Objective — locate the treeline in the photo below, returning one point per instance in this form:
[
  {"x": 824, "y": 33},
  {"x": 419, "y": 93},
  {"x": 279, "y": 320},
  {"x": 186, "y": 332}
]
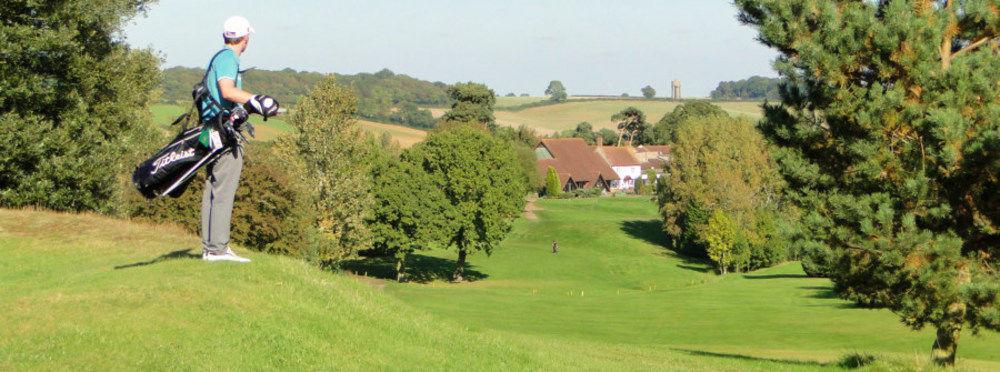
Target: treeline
[
  {"x": 382, "y": 96},
  {"x": 632, "y": 128},
  {"x": 321, "y": 193},
  {"x": 756, "y": 87}
]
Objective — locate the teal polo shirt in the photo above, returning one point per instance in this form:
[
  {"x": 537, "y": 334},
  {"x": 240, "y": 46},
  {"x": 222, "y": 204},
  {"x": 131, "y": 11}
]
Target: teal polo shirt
[{"x": 225, "y": 65}]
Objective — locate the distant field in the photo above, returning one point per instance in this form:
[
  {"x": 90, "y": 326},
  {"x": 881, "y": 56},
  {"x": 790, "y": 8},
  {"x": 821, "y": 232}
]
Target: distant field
[
  {"x": 164, "y": 114},
  {"x": 548, "y": 119},
  {"x": 404, "y": 135},
  {"x": 613, "y": 281}
]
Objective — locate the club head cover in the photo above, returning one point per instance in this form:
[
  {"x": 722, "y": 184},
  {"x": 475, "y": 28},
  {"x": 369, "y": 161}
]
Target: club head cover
[{"x": 262, "y": 105}]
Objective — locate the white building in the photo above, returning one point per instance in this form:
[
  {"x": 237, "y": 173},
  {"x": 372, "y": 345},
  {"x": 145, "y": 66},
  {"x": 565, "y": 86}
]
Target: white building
[{"x": 623, "y": 161}]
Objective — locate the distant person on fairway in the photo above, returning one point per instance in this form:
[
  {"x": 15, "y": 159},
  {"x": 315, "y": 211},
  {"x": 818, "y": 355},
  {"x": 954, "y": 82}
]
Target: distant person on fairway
[{"x": 224, "y": 83}]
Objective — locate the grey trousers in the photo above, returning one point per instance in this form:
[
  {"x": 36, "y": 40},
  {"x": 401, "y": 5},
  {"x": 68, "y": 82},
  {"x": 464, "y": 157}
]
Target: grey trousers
[{"x": 217, "y": 201}]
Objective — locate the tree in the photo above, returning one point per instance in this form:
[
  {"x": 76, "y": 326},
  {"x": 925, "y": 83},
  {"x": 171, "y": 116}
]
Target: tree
[
  {"x": 556, "y": 91},
  {"x": 756, "y": 87},
  {"x": 648, "y": 92},
  {"x": 331, "y": 162},
  {"x": 631, "y": 123},
  {"x": 410, "y": 212},
  {"x": 552, "y": 185},
  {"x": 473, "y": 104},
  {"x": 720, "y": 235},
  {"x": 73, "y": 104},
  {"x": 482, "y": 182},
  {"x": 663, "y": 131},
  {"x": 719, "y": 163},
  {"x": 888, "y": 135}
]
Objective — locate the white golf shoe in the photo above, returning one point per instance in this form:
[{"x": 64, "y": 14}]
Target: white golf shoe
[{"x": 229, "y": 255}]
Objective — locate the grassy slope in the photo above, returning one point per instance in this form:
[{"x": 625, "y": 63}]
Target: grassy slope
[
  {"x": 87, "y": 292},
  {"x": 548, "y": 119},
  {"x": 164, "y": 114},
  {"x": 611, "y": 282}
]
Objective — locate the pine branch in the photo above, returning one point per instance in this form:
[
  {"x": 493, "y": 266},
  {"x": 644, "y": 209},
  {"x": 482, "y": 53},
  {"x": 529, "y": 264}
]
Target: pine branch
[{"x": 971, "y": 46}]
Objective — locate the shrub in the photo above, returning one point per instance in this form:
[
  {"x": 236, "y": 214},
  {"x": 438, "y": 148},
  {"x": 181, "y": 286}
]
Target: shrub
[
  {"x": 722, "y": 164},
  {"x": 269, "y": 213},
  {"x": 72, "y": 104}
]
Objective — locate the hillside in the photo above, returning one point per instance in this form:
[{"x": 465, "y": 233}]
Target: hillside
[
  {"x": 563, "y": 116},
  {"x": 164, "y": 114},
  {"x": 88, "y": 292}
]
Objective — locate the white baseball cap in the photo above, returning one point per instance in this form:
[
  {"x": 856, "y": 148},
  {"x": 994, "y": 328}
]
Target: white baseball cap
[{"x": 236, "y": 26}]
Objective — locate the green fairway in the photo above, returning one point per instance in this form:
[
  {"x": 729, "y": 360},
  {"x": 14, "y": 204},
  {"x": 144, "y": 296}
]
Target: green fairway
[
  {"x": 612, "y": 282},
  {"x": 504, "y": 102},
  {"x": 95, "y": 293},
  {"x": 551, "y": 118},
  {"x": 87, "y": 292}
]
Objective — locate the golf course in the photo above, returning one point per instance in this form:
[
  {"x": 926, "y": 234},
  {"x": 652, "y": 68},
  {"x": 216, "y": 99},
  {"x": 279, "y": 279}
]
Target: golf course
[{"x": 88, "y": 290}]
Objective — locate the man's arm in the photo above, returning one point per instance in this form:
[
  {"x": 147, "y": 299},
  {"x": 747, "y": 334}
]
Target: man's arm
[{"x": 229, "y": 91}]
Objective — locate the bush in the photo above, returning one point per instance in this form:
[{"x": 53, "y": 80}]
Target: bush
[
  {"x": 269, "y": 213},
  {"x": 721, "y": 165}
]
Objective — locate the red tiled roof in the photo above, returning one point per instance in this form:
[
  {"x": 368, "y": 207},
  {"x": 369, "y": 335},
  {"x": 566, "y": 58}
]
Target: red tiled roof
[
  {"x": 618, "y": 156},
  {"x": 572, "y": 157},
  {"x": 663, "y": 149}
]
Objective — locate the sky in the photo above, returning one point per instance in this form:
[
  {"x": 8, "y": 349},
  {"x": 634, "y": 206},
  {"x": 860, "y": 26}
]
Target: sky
[{"x": 513, "y": 46}]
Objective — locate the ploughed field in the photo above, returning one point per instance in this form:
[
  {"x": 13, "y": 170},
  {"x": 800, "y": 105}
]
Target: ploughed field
[
  {"x": 89, "y": 292},
  {"x": 563, "y": 116}
]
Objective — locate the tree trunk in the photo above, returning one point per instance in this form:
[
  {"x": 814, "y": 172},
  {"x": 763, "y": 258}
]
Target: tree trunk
[
  {"x": 460, "y": 266},
  {"x": 946, "y": 344},
  {"x": 400, "y": 275}
]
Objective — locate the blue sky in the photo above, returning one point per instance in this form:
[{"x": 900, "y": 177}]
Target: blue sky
[{"x": 594, "y": 47}]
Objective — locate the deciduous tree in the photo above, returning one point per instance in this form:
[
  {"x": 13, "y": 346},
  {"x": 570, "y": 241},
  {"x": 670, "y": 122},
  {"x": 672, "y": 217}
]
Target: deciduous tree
[
  {"x": 482, "y": 182},
  {"x": 648, "y": 92}
]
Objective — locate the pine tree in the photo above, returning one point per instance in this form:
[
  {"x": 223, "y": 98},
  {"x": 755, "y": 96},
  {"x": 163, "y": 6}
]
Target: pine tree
[
  {"x": 889, "y": 136},
  {"x": 482, "y": 181},
  {"x": 73, "y": 96}
]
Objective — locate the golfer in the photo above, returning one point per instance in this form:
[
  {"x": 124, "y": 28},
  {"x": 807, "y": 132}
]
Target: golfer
[{"x": 225, "y": 86}]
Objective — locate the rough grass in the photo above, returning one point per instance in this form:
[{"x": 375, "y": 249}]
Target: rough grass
[
  {"x": 405, "y": 136},
  {"x": 613, "y": 282},
  {"x": 554, "y": 118}
]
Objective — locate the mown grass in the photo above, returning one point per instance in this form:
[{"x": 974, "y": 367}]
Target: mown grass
[
  {"x": 613, "y": 282},
  {"x": 553, "y": 118},
  {"x": 164, "y": 114},
  {"x": 85, "y": 292}
]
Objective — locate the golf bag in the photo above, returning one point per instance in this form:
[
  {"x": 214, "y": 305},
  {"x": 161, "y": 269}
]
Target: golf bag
[{"x": 170, "y": 170}]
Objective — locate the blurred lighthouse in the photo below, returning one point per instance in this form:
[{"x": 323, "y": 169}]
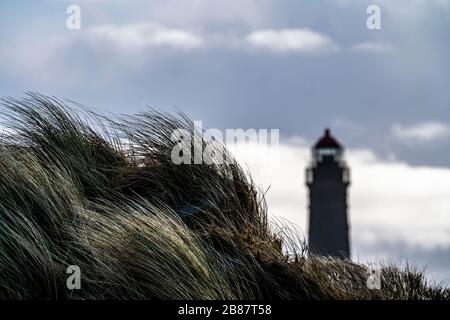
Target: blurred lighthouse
[{"x": 328, "y": 179}]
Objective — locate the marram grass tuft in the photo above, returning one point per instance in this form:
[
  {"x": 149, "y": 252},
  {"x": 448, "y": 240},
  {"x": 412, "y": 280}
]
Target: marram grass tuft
[{"x": 79, "y": 188}]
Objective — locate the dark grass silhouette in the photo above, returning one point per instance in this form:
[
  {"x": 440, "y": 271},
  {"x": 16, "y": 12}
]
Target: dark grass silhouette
[{"x": 78, "y": 188}]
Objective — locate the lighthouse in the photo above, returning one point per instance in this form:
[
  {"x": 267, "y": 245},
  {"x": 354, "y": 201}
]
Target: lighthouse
[{"x": 328, "y": 179}]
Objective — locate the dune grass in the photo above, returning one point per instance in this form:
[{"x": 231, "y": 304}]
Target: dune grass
[{"x": 79, "y": 188}]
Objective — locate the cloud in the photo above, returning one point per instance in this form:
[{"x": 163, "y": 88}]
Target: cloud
[
  {"x": 148, "y": 35},
  {"x": 420, "y": 132},
  {"x": 396, "y": 210},
  {"x": 373, "y": 47},
  {"x": 294, "y": 40}
]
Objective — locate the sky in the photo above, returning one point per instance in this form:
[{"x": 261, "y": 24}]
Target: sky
[{"x": 293, "y": 65}]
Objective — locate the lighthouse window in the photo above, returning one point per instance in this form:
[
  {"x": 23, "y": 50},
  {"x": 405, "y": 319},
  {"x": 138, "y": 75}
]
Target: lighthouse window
[{"x": 327, "y": 152}]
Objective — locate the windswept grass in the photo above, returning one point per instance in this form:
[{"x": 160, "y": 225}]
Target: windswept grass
[{"x": 78, "y": 188}]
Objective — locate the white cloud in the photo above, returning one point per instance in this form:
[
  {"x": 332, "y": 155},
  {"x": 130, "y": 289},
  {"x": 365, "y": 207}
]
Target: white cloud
[
  {"x": 296, "y": 40},
  {"x": 148, "y": 35},
  {"x": 420, "y": 132},
  {"x": 395, "y": 209},
  {"x": 374, "y": 47}
]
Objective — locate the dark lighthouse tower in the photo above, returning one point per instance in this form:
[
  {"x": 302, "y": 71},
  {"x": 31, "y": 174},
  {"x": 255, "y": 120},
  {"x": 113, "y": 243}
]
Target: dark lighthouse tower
[{"x": 327, "y": 179}]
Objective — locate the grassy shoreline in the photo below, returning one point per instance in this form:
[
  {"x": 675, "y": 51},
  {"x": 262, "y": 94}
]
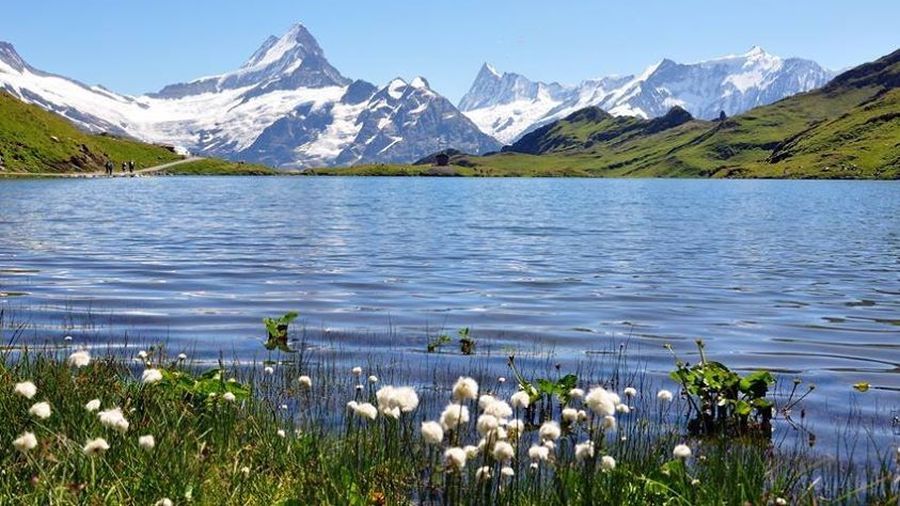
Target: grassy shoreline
[{"x": 281, "y": 433}]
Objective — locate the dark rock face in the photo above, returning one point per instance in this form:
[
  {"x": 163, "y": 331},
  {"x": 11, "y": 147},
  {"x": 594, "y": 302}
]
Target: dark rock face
[
  {"x": 358, "y": 92},
  {"x": 432, "y": 159},
  {"x": 275, "y": 146},
  {"x": 676, "y": 116}
]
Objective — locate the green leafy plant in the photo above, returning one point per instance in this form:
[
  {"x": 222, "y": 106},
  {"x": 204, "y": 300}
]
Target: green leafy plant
[
  {"x": 202, "y": 386},
  {"x": 466, "y": 342},
  {"x": 541, "y": 391},
  {"x": 722, "y": 401},
  {"x": 434, "y": 344},
  {"x": 277, "y": 329}
]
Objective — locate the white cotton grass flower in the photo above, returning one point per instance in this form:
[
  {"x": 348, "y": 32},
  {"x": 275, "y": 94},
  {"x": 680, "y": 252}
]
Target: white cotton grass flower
[
  {"x": 584, "y": 451},
  {"x": 95, "y": 447},
  {"x": 601, "y": 402},
  {"x": 40, "y": 410},
  {"x": 464, "y": 389},
  {"x": 486, "y": 400},
  {"x": 503, "y": 451},
  {"x": 455, "y": 458},
  {"x": 113, "y": 419},
  {"x": 487, "y": 424},
  {"x": 26, "y": 442},
  {"x": 500, "y": 409},
  {"x": 682, "y": 452},
  {"x": 520, "y": 399},
  {"x": 515, "y": 428},
  {"x": 366, "y": 410},
  {"x": 147, "y": 442},
  {"x": 550, "y": 431},
  {"x": 453, "y": 416},
  {"x": 393, "y": 401},
  {"x": 432, "y": 433},
  {"x": 537, "y": 453},
  {"x": 607, "y": 463},
  {"x": 151, "y": 376},
  {"x": 80, "y": 359},
  {"x": 26, "y": 389}
]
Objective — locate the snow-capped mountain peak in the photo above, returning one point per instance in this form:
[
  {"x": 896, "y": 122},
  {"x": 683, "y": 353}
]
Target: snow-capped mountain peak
[
  {"x": 10, "y": 57},
  {"x": 288, "y": 50},
  {"x": 420, "y": 83},
  {"x": 285, "y": 106},
  {"x": 507, "y": 106}
]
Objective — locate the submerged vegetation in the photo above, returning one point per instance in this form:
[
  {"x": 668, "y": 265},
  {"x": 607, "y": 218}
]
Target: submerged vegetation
[{"x": 156, "y": 429}]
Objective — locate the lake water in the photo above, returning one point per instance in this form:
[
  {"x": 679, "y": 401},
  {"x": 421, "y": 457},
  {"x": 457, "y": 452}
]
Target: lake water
[{"x": 799, "y": 276}]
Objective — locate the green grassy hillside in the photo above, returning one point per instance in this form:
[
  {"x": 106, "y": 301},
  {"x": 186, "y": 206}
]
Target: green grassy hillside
[{"x": 33, "y": 140}]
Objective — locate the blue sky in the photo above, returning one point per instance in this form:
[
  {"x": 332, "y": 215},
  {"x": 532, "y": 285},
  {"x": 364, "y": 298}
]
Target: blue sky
[{"x": 134, "y": 46}]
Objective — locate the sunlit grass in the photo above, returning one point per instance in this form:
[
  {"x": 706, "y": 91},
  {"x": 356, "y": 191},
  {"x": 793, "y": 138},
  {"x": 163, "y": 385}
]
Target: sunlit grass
[{"x": 298, "y": 434}]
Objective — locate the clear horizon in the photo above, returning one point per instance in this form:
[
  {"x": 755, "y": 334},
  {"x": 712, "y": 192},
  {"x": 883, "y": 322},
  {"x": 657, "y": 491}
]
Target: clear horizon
[{"x": 139, "y": 47}]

▶ _WORK TO BE COMPLETED_: Which of the lines above include the string "below"? Pick them out and copy them.

▶ _REPLY_:
Objective — locate the treeline in the photo below, returning one point per instance in this form:
Objective — locate the blurred lighthouse in the photo below, returning one point per instance in this form:
Objective — locate the grassy shoreline in the photo below, returning one point per instance in this form:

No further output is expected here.